Requirements:
In full and without deviation, write out the entries that follow.

═══ Information provided

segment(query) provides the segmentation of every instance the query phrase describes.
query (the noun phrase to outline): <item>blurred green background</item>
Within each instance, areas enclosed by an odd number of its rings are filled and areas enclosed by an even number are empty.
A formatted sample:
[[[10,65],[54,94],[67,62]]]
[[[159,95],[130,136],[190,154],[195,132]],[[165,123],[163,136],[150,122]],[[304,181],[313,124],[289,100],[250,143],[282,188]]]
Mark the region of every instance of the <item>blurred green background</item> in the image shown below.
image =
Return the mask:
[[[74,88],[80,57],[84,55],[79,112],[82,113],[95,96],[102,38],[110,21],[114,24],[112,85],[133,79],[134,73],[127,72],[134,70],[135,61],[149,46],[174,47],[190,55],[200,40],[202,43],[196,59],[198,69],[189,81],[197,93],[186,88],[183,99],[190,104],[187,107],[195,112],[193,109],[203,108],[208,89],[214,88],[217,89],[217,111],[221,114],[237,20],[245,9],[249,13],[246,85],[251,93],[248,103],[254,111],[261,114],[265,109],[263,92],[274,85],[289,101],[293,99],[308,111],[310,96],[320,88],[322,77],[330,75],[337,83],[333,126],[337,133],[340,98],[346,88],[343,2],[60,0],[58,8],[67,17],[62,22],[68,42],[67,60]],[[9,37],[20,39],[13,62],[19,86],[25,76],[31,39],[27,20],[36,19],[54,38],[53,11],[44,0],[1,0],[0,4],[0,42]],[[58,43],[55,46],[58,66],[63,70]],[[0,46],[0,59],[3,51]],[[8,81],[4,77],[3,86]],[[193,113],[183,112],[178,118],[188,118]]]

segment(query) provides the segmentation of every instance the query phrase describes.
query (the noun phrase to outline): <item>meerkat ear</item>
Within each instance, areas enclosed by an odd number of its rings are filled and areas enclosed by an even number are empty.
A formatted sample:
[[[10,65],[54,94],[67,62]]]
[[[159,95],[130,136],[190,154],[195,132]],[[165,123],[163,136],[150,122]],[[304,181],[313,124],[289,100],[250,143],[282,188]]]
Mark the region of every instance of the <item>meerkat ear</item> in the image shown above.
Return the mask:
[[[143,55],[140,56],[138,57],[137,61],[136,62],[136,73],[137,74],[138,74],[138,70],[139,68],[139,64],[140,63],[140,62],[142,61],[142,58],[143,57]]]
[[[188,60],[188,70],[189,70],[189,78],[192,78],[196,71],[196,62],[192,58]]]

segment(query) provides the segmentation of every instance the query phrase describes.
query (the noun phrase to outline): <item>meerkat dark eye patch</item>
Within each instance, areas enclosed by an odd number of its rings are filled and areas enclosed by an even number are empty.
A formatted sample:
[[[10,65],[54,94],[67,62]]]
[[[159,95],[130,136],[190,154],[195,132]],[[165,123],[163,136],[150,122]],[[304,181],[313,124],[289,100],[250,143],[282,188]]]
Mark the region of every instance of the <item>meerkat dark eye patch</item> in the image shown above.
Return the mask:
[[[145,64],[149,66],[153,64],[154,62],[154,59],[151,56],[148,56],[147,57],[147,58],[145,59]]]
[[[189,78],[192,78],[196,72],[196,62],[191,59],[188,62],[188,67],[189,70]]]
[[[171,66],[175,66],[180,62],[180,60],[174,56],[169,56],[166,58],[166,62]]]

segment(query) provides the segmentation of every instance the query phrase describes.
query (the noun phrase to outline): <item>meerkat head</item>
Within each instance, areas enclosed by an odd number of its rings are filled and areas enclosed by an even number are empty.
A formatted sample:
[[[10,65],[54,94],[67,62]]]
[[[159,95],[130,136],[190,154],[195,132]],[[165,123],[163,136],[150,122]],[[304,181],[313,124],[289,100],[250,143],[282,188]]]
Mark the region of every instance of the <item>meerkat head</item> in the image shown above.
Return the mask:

══════

Correct response:
segment(query) provides the segmentation of every instance the query phrase describes.
query (the noun phrase to outline): <item>blurred green background</item>
Within each instance, areas enclosed by an odd number of its rings are filled and areas enclosed by an even number are empty.
A formatted sample:
[[[10,65],[54,94],[67,62]]]
[[[159,95],[130,136],[190,154],[195,132]],[[165,123],[163,136],[150,122]],[[304,181],[313,124],[289,100],[250,143],[282,188]]]
Mark the region of every instance of the <item>blurred green background</item> in the image shown below.
image =
Return the mask:
[[[74,88],[80,57],[84,55],[79,112],[82,113],[95,96],[102,38],[110,21],[114,24],[112,85],[133,79],[134,73],[127,72],[134,70],[135,61],[149,46],[174,47],[190,55],[200,40],[202,43],[196,59],[198,69],[189,81],[197,93],[186,88],[183,99],[190,104],[187,107],[195,112],[193,109],[203,108],[208,89],[214,88],[217,89],[217,111],[221,114],[237,20],[245,9],[249,13],[246,85],[251,93],[248,103],[254,111],[261,114],[265,109],[263,92],[274,85],[289,101],[293,99],[308,111],[310,96],[320,88],[322,77],[330,75],[337,83],[333,126],[337,133],[340,98],[346,88],[343,2],[60,0],[58,8],[67,17],[62,22],[68,42],[67,60]],[[9,37],[20,39],[13,62],[19,86],[25,76],[31,39],[27,20],[36,19],[54,38],[53,11],[44,0],[1,0],[0,4],[0,42]],[[58,43],[55,46],[58,66],[63,70]],[[0,46],[0,59],[3,51]],[[8,81],[4,77],[3,86]],[[193,113],[183,112],[178,118],[188,118]]]

segment(query) provides the segmentation of every instance the query phrase describes.
query (the noun phrase to outline): <item>meerkat ear</item>
Within each instance, areas enclosed by an odd number of its rings are filled and areas enclosed by an even number are empty.
A formatted sample:
[[[10,65],[54,94],[67,62]]]
[[[159,95],[130,136],[190,154],[195,132]],[[165,123],[163,136],[150,122]],[[304,181],[313,124],[289,100],[250,143],[282,188]]]
Mark the region of every instance of the <item>meerkat ear</item> in the image shown above.
Return the mask:
[[[143,55],[140,56],[138,57],[137,61],[136,62],[136,73],[137,74],[138,74],[138,70],[139,68],[139,64],[140,63],[140,62],[142,61],[142,58],[143,57]]]
[[[188,60],[188,70],[189,70],[189,78],[192,78],[196,71],[196,62],[192,58]]]

segment(query) provides the segmentation of every instance the query phrase describes.
query (the noun phrase to outline): <item>meerkat dark eye patch</item>
Within each instance, areas enclosed by an odd number of its rings are filled and areas enclosed by an even number are empty.
A formatted sample:
[[[10,65],[54,94],[67,62]]]
[[[159,95],[130,136],[190,154],[195,132]],[[165,123],[163,136],[150,122]],[[304,181],[313,124],[289,100],[250,143],[282,188]]]
Mark the region of every instance of the <item>meerkat dark eye patch</item> in the image shown above.
Return the mask:
[[[145,64],[149,66],[153,64],[154,62],[154,59],[151,56],[148,56],[147,57],[147,58],[145,59]]]
[[[189,78],[192,78],[196,72],[196,62],[191,59],[188,62],[188,67],[189,70]]]
[[[171,66],[175,66],[180,62],[180,60],[174,56],[169,56],[166,58],[166,62]]]

segment(query) provides the segmentation of every instance the query phrase describes.
query (the noun phrase to outline): <item>meerkat head</item>
Within each instance, areas enclosed by an odd number of its rings are filled and areas enclosed by an even number are empty.
A formatted sample:
[[[10,65],[54,94],[67,62]]]
[[[159,95],[130,136],[190,154],[195,132]],[[165,123],[163,136],[150,122]],[[304,181],[313,124],[289,100],[250,143],[282,188]]]
Mark the region of every instance of the <item>meerkat head</item> in the image shown above.
Return the mask:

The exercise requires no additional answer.